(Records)
#####
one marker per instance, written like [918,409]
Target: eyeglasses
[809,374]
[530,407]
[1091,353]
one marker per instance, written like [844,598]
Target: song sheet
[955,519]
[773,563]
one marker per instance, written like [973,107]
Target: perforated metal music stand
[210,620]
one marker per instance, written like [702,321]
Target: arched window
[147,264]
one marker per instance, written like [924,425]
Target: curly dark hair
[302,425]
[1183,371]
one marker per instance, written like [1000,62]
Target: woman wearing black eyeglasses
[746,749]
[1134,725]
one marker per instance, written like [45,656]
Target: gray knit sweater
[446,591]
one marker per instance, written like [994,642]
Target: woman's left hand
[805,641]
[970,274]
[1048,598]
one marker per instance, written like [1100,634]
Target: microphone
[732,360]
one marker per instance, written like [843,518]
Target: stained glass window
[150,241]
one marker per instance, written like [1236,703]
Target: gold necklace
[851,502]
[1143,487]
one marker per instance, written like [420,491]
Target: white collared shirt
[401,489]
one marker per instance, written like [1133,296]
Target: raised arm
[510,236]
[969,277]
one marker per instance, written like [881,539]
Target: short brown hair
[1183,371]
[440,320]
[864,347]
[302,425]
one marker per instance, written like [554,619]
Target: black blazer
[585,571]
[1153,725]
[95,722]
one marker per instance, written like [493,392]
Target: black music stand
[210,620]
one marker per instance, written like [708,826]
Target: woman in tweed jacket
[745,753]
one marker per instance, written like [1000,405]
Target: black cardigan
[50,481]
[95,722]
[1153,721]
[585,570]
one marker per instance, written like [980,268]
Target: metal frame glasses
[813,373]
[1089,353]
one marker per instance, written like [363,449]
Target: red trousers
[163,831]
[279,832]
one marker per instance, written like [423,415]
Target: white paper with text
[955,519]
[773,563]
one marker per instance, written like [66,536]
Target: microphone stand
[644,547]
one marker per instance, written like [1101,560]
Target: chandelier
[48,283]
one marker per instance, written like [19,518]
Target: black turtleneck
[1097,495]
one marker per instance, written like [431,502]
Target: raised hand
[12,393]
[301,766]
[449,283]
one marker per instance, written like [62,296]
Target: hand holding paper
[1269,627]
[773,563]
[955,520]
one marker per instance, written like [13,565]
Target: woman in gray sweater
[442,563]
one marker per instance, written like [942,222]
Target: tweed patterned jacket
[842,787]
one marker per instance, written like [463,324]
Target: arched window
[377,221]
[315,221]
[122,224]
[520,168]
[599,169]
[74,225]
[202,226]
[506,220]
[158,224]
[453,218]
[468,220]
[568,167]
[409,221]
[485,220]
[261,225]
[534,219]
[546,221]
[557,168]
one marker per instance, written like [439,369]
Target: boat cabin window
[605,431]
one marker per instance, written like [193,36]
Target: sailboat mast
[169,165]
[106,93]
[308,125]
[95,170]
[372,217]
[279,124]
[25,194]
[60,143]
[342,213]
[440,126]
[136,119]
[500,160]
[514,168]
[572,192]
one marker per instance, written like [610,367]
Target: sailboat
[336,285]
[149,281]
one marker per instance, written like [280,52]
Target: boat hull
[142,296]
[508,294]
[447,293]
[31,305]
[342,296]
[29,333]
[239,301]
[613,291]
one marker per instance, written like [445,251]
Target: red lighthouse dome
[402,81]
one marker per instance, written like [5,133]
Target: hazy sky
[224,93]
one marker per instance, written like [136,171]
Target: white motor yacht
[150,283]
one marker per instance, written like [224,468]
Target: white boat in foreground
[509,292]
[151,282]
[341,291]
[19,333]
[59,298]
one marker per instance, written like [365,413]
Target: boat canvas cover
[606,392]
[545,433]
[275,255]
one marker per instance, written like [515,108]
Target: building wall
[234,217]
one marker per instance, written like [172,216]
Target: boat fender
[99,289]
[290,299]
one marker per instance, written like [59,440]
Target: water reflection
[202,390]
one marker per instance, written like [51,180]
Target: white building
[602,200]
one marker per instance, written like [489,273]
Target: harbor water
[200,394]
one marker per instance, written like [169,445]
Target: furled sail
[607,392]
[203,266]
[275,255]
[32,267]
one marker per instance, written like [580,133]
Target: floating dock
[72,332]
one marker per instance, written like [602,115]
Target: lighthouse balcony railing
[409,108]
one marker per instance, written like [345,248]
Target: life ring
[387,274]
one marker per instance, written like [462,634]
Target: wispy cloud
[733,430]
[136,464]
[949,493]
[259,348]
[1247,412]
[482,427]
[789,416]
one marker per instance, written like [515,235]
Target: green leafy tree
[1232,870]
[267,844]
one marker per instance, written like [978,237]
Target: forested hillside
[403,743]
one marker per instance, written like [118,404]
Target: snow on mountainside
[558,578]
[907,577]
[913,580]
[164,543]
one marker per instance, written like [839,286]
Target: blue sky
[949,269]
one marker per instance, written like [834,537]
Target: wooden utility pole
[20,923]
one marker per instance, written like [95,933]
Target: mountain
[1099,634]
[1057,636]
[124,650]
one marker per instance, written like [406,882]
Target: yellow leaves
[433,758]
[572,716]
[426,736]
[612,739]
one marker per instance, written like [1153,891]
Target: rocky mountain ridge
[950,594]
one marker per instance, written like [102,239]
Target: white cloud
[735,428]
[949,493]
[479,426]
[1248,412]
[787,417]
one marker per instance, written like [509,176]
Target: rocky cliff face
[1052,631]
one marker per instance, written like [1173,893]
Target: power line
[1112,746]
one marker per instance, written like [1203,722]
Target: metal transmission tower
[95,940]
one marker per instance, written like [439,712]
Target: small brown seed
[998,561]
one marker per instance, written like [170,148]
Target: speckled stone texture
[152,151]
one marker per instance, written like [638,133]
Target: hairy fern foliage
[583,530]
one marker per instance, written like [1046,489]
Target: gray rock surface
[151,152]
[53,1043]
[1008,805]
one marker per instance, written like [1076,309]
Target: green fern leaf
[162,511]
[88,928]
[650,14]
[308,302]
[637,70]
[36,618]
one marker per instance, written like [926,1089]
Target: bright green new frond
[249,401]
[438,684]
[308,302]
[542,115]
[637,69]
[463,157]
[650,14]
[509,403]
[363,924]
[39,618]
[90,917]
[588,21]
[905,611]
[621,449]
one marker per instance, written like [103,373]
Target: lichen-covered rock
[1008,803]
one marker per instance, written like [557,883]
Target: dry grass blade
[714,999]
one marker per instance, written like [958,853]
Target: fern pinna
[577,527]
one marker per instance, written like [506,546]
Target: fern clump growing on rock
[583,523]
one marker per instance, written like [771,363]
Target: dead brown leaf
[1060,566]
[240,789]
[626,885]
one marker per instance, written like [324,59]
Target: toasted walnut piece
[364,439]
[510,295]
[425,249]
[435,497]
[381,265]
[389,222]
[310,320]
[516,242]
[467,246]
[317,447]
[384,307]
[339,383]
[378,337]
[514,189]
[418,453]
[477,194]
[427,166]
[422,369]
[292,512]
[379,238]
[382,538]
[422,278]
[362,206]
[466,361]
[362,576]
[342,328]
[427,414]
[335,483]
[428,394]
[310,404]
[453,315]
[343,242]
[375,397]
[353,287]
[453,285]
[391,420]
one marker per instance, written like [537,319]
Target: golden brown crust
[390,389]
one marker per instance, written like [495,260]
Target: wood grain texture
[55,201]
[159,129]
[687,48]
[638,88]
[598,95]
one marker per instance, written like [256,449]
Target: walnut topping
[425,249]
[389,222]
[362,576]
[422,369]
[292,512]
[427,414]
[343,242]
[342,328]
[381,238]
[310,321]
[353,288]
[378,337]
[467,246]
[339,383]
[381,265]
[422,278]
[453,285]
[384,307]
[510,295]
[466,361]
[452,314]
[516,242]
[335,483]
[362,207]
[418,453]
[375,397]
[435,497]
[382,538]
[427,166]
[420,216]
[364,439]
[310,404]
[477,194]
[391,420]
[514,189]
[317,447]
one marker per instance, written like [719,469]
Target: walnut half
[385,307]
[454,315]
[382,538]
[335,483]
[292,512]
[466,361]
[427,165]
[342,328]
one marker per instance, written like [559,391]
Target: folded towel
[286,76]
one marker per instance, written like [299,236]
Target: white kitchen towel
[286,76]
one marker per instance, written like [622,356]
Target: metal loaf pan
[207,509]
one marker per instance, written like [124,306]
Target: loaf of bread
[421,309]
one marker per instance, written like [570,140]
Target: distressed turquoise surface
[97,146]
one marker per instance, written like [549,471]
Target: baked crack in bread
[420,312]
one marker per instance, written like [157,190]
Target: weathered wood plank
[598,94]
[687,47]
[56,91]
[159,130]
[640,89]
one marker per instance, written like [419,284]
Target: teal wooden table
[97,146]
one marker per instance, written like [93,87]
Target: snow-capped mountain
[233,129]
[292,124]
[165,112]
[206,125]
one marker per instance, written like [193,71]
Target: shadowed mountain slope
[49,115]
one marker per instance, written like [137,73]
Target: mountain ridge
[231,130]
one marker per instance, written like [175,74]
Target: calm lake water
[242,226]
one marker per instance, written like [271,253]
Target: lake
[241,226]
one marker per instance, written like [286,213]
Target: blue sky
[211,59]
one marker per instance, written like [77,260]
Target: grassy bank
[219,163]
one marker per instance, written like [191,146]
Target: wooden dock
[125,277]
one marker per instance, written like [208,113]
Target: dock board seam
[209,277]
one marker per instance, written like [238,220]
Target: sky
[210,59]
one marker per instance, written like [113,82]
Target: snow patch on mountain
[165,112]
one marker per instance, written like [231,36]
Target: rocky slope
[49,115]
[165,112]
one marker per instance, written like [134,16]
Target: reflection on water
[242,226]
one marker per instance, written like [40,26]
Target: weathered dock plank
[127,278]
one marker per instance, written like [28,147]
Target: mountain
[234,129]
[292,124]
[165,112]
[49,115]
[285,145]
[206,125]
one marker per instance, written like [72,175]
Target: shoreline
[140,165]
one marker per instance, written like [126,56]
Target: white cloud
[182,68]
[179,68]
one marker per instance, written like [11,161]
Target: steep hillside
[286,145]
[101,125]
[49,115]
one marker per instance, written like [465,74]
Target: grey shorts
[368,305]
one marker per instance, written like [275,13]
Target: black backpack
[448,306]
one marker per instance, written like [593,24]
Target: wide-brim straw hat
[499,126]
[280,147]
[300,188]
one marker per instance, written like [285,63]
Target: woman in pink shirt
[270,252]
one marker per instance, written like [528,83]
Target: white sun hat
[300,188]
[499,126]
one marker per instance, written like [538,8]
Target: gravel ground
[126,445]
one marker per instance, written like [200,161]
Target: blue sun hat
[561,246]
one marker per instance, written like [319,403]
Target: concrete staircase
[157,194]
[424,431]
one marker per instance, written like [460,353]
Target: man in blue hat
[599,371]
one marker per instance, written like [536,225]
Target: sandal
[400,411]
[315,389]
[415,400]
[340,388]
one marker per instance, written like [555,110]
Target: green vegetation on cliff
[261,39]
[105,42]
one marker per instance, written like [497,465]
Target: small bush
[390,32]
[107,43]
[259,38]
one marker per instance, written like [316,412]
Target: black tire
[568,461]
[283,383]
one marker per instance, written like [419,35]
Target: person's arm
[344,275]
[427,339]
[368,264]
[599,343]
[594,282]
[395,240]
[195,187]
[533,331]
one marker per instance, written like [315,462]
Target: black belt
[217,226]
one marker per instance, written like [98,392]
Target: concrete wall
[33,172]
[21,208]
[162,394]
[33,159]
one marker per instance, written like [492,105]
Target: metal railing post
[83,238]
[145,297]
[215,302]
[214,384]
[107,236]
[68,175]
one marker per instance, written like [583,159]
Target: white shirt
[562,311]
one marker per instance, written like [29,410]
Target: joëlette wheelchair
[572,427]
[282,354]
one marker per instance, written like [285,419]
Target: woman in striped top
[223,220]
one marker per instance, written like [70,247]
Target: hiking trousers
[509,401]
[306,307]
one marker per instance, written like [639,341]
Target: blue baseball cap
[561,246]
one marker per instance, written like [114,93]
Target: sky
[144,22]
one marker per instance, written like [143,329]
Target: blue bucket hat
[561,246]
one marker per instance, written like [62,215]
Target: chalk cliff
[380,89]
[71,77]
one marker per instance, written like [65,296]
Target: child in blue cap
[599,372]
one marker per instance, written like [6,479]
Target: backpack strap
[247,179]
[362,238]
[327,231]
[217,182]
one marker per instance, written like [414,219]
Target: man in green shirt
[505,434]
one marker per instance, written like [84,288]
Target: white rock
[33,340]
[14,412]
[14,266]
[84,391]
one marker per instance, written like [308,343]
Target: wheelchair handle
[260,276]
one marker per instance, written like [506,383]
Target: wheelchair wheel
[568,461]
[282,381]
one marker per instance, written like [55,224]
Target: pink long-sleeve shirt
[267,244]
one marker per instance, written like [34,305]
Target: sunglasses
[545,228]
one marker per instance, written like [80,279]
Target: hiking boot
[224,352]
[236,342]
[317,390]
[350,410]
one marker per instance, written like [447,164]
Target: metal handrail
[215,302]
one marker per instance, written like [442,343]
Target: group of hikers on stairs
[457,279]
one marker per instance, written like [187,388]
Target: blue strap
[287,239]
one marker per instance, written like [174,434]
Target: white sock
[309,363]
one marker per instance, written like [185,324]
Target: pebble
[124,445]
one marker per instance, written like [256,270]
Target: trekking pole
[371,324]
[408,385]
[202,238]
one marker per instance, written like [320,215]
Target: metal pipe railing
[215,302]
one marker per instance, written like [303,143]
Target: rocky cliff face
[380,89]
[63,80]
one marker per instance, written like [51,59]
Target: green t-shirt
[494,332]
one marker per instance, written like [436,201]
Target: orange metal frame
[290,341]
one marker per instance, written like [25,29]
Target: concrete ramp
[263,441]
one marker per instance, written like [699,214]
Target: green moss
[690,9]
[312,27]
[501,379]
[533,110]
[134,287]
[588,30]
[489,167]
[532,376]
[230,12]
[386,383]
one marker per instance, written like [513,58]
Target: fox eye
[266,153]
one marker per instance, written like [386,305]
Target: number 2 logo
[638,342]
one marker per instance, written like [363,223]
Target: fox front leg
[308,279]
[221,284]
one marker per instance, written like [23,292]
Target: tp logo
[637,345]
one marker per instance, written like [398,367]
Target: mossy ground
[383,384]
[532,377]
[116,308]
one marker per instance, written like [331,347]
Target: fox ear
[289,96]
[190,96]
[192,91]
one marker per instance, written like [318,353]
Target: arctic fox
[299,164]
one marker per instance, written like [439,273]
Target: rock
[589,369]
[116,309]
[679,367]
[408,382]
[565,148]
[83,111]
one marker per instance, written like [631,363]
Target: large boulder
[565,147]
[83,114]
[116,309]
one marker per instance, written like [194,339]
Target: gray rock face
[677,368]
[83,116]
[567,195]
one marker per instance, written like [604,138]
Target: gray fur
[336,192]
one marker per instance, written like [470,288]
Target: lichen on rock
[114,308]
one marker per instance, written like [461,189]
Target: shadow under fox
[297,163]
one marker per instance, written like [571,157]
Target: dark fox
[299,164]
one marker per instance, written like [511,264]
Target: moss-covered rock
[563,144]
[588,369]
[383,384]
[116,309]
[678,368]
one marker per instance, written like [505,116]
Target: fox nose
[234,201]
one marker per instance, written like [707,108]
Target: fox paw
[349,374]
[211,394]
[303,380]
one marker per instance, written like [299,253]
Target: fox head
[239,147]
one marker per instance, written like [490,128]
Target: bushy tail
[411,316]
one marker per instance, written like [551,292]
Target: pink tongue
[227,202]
#####
# What you have to do:
Begin with the line containing "one marker per instance, written like [23,292]" and repeat each line exactly until the records above end.

# Output for this exercise:
one marker per instance, written like [23,292]
Target: tp logo
[637,345]
one marker per instance, written like [398,367]
Target: mossy ground
[383,384]
[532,377]
[116,308]
one marker per instance, written like [331,347]
Target: fox ear
[289,96]
[190,96]
[192,91]
one marker per instance, written like [318,353]
Target: arctic fox
[299,164]
one marker per instance, written like [439,273]
Target: rock
[589,369]
[116,309]
[679,367]
[408,382]
[565,148]
[83,111]
one marker per instance, written like [631,363]
Target: large boulder
[565,147]
[83,114]
[116,309]
one marker per instance, written like [194,339]
Target: gray rock face
[677,368]
[83,116]
[567,195]
one marker per instance, written like [604,138]
Target: gray fur
[336,192]
one marker per instance, written like [470,288]
Target: lichen on rock
[114,308]
one marker per instance, written like [461,189]
Target: shadow under fox
[297,163]
one marker per instance, written like [571,157]
Target: dark fox
[299,164]
one marker per instance, written like [511,264]
Target: moss-covered rock
[563,144]
[588,369]
[383,384]
[116,309]
[678,368]
one marker per instance, written like [505,116]
Target: fox nose
[234,201]
one marker per instance, written like [707,108]
Target: fox paw
[349,374]
[211,394]
[303,380]
one marker per instance, written like [299,253]
Target: fox head
[239,147]
one marker per instance, written like [490,128]
Target: bushy tail
[411,316]
one marker per instance, written like [551,292]
Target: pink tongue
[227,202]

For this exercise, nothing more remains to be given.